_Text to read_:
+===+

4. How does the composition of pavements affect their ability to reflect light?

4.1 Influence of aggregate type, size, level of lightness and colour

In 2006, according to Fotios et al.,¹⁰ the relation between the size of the granular and the light reflection properties of a road was not clearly established, and there were not a lot of studies.

Photometric measurements of 150 samples extracted in North America in 1984 were analysed in 2005⁵⁷ to study the link between Q0 and the percentage of coarse aggregate. While some materials have a lower Q0 for a higher percentage of coarse aggregate (e.g. in the presence of quartzite or greywacke), this result cannot be generalised as no effect is observed for other types of aggregate.

In a French study,⁵⁸ on a classic ACVTL, the use of a more closed structure composed of 0 to 6 mm aggregates resulted in higher Q0 luminance coefficients than a structure with 0 mm to 10 mm aggregates, whatever the colour of the aggregates used. On the other hand, this study also showed that for another ACVTL using white aggregate, the formulation with the most open structure (0 mm to 14 mm aggregate) had a higher Q0 than that with 0 mm to 10 mm aggregate. Concerning the specularity, with the use of classic coloured aggregates (black or grey/green), S1 is higher when the aggregates are larger, whereas the opposite is true if the aggregates are red or white.

In the experimental campaign carried out on the most common bituminous mixtures in Sweden, which are MCA, asphalt concrete and ACTL,⁷⁹ the maximum aggregate size (which was 11 mm or 16 mm respectively) had no major influence on light reflection properties and no impact on Q0. For S1, with asphalt containing dark aggregates (granite or quartzite), their size had no effect. On the other hand, for AC/ACTL mixes with light granite and quartzite aggregates, S1 is superior for the formula with larger aggregate sizes.

+===+

_Objectives_:
1/ Decide whether each statement below agrees with the passage above on pavement composition and light reflection. For each, answer yes or no and quote the deciding words from the passage.
(a) In the Swedish campaign, the maximum aggregate size had no impact on Q0.
(b) In the French study, with black or grey/green aggregates, S1 is lower when the aggregates are larger.
(c) The 2005 analysis found that a higher percentage of coarse aggregate lowers Q0 for every type of aggregate.
2/ According to the passage above on pavement composition and light reflection, how many samples were covered by the photometric measurements analyzed in 2005, and where and when were they extracted?
3/ Write the next part of the passage above on pavement composition and light reflection, picking up after its final sentence.

_Dataset content_:
+===+

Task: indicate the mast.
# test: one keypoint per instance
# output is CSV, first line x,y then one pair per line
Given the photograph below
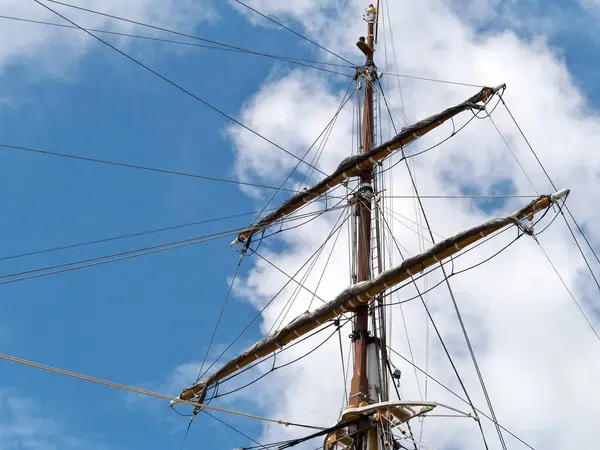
x,y
359,388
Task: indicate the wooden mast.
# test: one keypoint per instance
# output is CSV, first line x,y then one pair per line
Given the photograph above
x,y
359,388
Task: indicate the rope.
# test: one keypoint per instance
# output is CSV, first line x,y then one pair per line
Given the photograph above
x,y
145,392
177,86
569,291
217,45
295,32
414,186
432,79
439,383
139,167
566,207
220,317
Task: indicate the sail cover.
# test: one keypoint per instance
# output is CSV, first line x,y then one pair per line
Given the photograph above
x,y
356,164
361,293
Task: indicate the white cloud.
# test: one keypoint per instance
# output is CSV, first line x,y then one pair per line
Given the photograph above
x,y
23,425
52,50
537,355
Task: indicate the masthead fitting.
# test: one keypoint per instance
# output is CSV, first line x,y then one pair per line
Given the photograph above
x,y
371,14
560,194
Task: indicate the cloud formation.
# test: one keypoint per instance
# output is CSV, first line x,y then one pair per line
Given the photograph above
x,y
537,354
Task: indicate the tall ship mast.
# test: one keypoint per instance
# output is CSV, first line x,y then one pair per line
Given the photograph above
x,y
383,406
371,420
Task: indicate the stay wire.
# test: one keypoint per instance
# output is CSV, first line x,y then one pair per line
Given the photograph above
x,y
305,154
266,305
216,45
589,322
139,391
295,32
556,189
286,348
220,316
80,264
439,383
388,365
448,284
231,427
513,154
97,261
283,313
123,236
435,80
175,85
140,167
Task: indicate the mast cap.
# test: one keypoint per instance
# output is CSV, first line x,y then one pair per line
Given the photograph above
x,y
560,194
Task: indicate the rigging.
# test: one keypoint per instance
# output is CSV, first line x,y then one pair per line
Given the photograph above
x,y
177,86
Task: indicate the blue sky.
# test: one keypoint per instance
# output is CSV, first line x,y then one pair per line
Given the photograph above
x,y
134,321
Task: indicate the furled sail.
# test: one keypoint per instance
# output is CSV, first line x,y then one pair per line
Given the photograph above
x,y
361,293
354,165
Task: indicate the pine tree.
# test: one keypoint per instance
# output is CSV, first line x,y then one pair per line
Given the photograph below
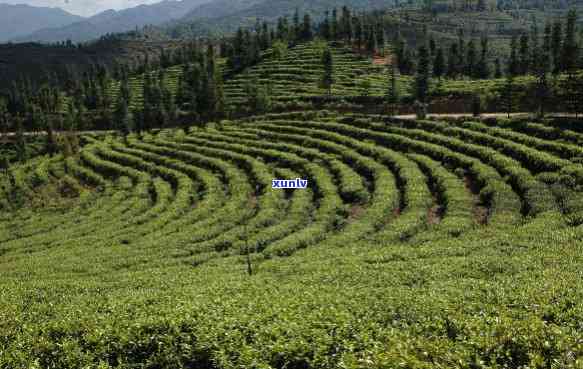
x,y
371,42
556,46
327,77
483,71
422,76
542,90
346,24
296,26
524,62
393,91
334,28
21,146
439,64
51,142
513,63
307,28
122,117
325,27
461,62
509,94
535,49
471,60
452,60
569,52
358,32
432,46
547,39
497,68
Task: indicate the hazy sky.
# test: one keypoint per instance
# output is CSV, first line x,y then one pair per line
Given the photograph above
x,y
83,7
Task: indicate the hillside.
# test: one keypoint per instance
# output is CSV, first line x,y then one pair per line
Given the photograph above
x,y
293,80
35,61
416,244
20,20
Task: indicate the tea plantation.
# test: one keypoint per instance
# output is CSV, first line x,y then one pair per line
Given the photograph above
x,y
418,244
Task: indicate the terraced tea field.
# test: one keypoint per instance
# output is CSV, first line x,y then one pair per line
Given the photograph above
x,y
297,74
417,244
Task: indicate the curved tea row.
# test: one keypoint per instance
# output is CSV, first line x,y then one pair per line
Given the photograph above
x,y
190,198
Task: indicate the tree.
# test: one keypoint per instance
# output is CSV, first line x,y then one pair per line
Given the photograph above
x,y
542,91
422,76
556,45
572,92
122,117
452,60
392,91
258,97
297,28
483,71
461,51
307,28
439,64
51,146
327,77
21,146
476,105
509,94
334,29
471,60
325,27
513,63
569,51
497,68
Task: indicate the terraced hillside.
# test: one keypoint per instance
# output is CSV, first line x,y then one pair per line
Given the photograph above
x,y
417,244
298,71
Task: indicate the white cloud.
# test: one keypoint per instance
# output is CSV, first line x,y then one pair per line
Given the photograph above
x,y
84,7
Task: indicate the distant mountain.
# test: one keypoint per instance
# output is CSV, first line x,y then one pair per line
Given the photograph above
x,y
21,20
112,21
222,16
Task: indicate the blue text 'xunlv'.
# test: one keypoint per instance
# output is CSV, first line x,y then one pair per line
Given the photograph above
x,y
289,183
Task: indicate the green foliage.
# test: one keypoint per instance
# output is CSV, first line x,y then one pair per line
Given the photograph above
x,y
147,264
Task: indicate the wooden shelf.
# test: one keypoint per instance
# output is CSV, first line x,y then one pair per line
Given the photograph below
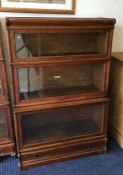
x,y
59,92
57,131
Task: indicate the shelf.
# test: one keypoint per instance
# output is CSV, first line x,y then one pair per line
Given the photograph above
x,y
58,92
56,131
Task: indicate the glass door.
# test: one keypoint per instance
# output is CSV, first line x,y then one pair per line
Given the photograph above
x,y
62,123
59,43
54,81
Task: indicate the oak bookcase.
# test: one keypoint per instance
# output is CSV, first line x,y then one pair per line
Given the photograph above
x,y
60,71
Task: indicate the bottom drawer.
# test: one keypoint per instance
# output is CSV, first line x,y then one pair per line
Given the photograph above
x,y
42,157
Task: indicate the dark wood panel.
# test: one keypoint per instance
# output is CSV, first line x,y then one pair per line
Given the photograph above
x,y
31,159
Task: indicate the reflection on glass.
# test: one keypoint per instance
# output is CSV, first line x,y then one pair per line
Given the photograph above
x,y
43,82
3,124
62,123
41,1
59,43
1,92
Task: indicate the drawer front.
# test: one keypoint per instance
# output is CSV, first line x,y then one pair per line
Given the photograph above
x,y
64,152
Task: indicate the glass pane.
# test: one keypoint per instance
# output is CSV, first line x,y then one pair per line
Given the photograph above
x,y
1,91
3,124
59,43
62,123
43,82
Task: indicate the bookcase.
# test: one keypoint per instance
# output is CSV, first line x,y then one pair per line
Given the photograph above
x,y
6,135
116,95
60,72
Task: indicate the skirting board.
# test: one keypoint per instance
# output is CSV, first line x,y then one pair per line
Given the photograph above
x,y
116,134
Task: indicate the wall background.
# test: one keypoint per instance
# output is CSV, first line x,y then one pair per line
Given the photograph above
x,y
90,8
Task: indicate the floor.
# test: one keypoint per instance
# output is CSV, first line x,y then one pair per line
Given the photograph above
x,y
103,164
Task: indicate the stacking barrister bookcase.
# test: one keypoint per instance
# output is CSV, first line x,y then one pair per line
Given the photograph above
x,y
60,70
6,138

+===+

_Replies_:
1/
(a) Yes: "had no major influence on light reflection properties and no impact on Q0"
(b) No: "S1 is higher when the aggregates are larger"
(c) No: "this result cannot be generalised as no effect is observed for other types of aggregate"

2/ 150 samples, extracted in North America in 1984.

3/
Recent studies looked at the impact of the size and type of aggregates alone on the diffuse luminance coefficient Qd measured at 2.29° with a road marking retroreflectometer.^68,69 According to these works, it was shown that the type of aggregate has the greatest impact on Qd: the most suitable aggregates for pavement brightening are granite, limestone and quartzite. Models for predicting the Qd of aggregates were developed using several machine learning techniques. The prediction of Qd is not accurate considering 0/2 mm grain sizes, but coarse aggregate fractions with a grain size larger than 4 mm could be used to estimate the luminance coefficient.

In China,⁶⁷ a laboratory study examined the influence on Q0 and S1 of projecting white aggregates or glass chips onto an AC, depending on the quantity projected. The addition of glass led to an increase in both Q0 and S1 and, consequently, a decrease in uniformity, so it was not considered useful. However, the addition of white aggregates led to an increase in Q0 and a decrease in S1.

Many studies have investigated the impact of using light-coloured or white aggregates to optimise the reflective properties of roads. As illustrated on the left in Figures 8 and 9, they systematically show that their addition results in an increase in Q0^{4,5,14,20,37,58,60,62,75,79} and consequently in average luminance at constant lighting levels. As shown in Figure 8 on the right, in addition to increasing Q0, the use of white aggregates can also slightly reduce specularity^{5,20,37,60,75} and therefore make it easier to achieve good luminance uniformity. In some documents, percentages of white chippings are even recommended to have a noticeable effect. In the CIE 066 report,⁵ for example it is stated that an asphalt mix containing 30% white aggregates will be class CI, while it will be CII if there are less than 30%. It is also indicated that for surface dressings, the chipping of white aggregates also increases Q0. In Paumier et al.,⁵⁸ it is indicated that the use of 15% calcinated silex in an ACTL or an ACVTL could be sufficient to increase Q0 and have a diffuse behaviour (with class RI). In China,⁶⁷ Zhu recommends the projection of white stones at an amount of 4 kg.m⁻².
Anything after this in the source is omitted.